Start

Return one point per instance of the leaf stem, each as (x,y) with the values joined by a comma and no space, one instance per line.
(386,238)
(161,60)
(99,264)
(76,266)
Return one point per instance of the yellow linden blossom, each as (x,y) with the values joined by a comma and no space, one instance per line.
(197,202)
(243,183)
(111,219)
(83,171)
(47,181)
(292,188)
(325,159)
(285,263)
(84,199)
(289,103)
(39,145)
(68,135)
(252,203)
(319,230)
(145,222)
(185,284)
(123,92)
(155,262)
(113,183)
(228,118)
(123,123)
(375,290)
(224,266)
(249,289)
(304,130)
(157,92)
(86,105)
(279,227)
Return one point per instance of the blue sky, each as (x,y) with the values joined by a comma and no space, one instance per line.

End

Given request - Copy the records above word for word, with nothing added, dropped, or changed.

Answer below -
Return one point per instance of the leaf stem, each as (x,y) with the values joined by a comma and no space, one instance per line.
(386,238)
(161,60)
(99,264)
(76,266)
Return one point per instance of the yellow linden blossom, each as (x,y) with the values joined by a comma and no space, one instance per line.
(197,202)
(243,183)
(111,219)
(83,171)
(47,181)
(292,188)
(325,159)
(285,263)
(84,199)
(289,103)
(39,145)
(68,135)
(252,203)
(319,230)
(145,222)
(185,284)
(123,92)
(155,262)
(113,183)
(228,118)
(123,123)
(375,290)
(224,266)
(249,289)
(304,130)
(157,92)
(86,105)
(279,227)
Return one point per instance of the blue sky, each as (x,y) with the values joined by a comma and no space, one instance per line.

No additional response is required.